··· TEXTE FOURNI ···

L’élu cite notamment l’obtention de deux vice-présidences de l’Assemblée (Hélène Laporte et Sébastien Chenu). Le RN a aussi fait son entrée à la délégation parlementaire au renseignement et obtenu la tête de plusieurs groupes d’amitiés. Enfin, la présidente du Palais-Bourbon, Yaël Braun-Pivet, avait sanctionné une députée Renaissance Astrid Panosyan-Bouvet, le 11 octobre, pour avoir utilisé le terme « xénophobe » à l'égard du RN. Ce qui traduit, selon Olivier Faure, la « volonté de banalisation de l’extrême droite » de la majorité macroniste. « Désormais, ils considèrent que le RN est un parti comme les autres », regrette-t-il.
Le secrétaire national du Parti socialiste (PS) n’était pas présent dans l’hémicycle jeudi après-midi. Pour autant, il ne veut pas discuter de la phrase exacte prononcée par Grégoire de Fournas. « On ne va pas non plus demander la VAR [arbitrage vidéo – ndlr]. Dans les deux cas, c’est inadmissible, insiste-t-il. Il faut marquer le coup, on est dans une enceinte de la République. On ne parle pas d’une opinion politique, mais d’un propos raciste. Il n’y a aucune raison de laisser passer une chose pareille. C’est insupportable. »

··· DONNÉES D'ÉTUDE ···

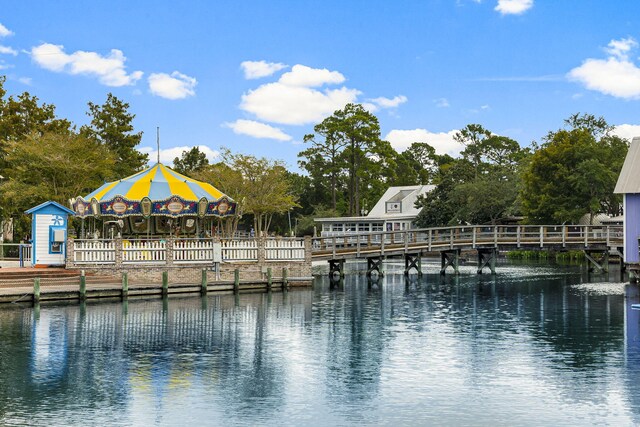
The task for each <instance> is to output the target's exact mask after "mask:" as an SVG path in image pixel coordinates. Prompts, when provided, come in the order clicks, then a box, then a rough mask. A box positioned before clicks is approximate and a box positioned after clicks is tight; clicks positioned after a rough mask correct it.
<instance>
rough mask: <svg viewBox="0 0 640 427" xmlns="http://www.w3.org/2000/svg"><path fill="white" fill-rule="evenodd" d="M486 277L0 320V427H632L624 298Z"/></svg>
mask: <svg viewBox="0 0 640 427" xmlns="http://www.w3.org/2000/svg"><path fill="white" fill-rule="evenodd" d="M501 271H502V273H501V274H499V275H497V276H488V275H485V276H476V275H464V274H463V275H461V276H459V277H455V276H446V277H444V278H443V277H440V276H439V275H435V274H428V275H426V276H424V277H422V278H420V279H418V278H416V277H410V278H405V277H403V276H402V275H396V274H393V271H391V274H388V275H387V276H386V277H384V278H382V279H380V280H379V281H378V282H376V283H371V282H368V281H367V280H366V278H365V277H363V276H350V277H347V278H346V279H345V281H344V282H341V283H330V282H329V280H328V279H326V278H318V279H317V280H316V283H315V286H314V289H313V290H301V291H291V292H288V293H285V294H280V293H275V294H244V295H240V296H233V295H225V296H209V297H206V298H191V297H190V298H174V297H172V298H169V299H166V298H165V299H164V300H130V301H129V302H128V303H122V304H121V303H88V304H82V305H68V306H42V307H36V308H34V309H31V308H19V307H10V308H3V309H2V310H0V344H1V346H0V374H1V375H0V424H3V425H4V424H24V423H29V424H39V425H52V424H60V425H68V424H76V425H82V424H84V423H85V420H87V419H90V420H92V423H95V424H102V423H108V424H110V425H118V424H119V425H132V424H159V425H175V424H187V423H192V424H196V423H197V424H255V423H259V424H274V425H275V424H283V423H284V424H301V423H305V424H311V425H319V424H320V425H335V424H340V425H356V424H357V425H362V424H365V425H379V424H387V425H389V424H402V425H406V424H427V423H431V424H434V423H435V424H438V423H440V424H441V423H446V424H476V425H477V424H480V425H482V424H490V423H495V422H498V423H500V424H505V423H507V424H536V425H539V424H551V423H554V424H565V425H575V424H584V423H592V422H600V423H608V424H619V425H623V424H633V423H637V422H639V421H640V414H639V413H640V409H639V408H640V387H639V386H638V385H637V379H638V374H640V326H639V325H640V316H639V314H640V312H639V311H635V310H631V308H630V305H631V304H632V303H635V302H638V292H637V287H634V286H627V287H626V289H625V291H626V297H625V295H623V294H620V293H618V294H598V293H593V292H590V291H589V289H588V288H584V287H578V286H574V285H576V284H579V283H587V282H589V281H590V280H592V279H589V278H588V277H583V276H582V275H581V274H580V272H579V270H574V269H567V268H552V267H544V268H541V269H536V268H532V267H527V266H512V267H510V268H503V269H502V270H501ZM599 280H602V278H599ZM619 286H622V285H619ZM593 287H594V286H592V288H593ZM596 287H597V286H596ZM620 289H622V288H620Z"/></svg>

···
··· DONNÉES D'ÉTUDE ···

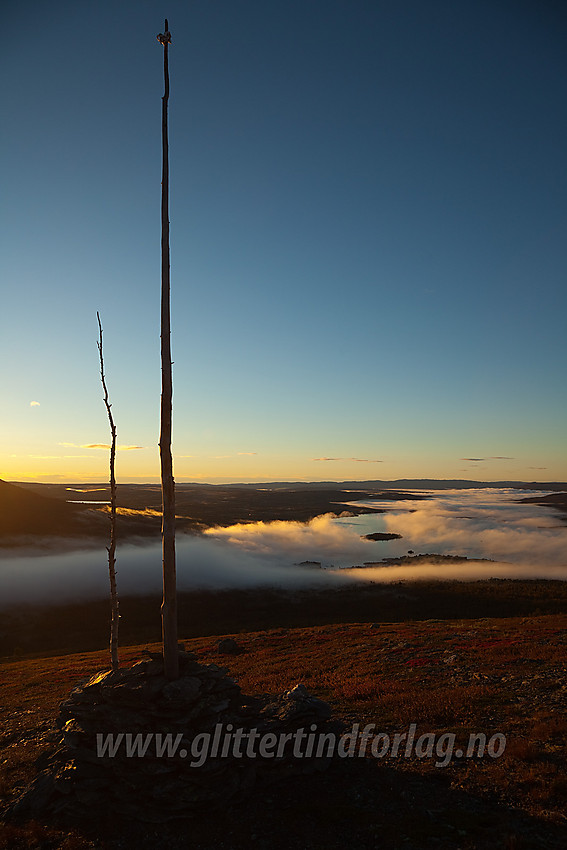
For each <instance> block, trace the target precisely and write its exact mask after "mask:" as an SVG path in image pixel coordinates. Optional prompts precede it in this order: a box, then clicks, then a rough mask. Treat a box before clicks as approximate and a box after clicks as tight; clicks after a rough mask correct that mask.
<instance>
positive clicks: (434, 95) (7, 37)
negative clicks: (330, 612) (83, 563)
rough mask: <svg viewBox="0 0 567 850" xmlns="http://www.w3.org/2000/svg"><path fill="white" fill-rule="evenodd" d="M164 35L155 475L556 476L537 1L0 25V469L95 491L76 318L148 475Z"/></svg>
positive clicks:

···

## EXERCICES
a - Répondez aux questions suivantes à partir du texte fourni :
(i) Quels deux députés ont obtenu les vice-présidences de l'Assemblée ?
(ii) Quel terme Astrid Panosyan-Bouvet a-t-elle été sanctionnée pour avoir employé à l'égard du RN ?
(iii) Quelle fonction occupe la personne qui n'était pas présente dans l'hémicycle jeudi après-midi ?
b - Rassemblez chaque ligne des enregistrements qui contient le mot « approximate ».
Le texte fourni et les enregistrements n'ont aucun lien entre eux.

## CORRIGÉ
a -
(i) Hélène Laporte et Sébastien Chenu.
(ii) Le terme « xénophobe ».
(iii) Secrétaire national du Parti socialiste (PS).

b -
The task for each <instance> is to output the target's exact mask after "mask:" as an SVG path in image pixel coordinates. Prompts, when provided, come in the order clicks, then a box, then a rough mask. A box positioned before clicks is approximate and a box positioned after clicks is tight; clicks positioned after a rough mask correct it.
For each <instance> block, trace the target precisely and write its exact mask after "mask:" as an SVG path in image pixel coordinates. Optional prompts precede it in this order: a box, then clicks, then a rough mask. Treat a box before clicks as approximate and a box after clicks as tight; clicks after a rough mask correct that mask.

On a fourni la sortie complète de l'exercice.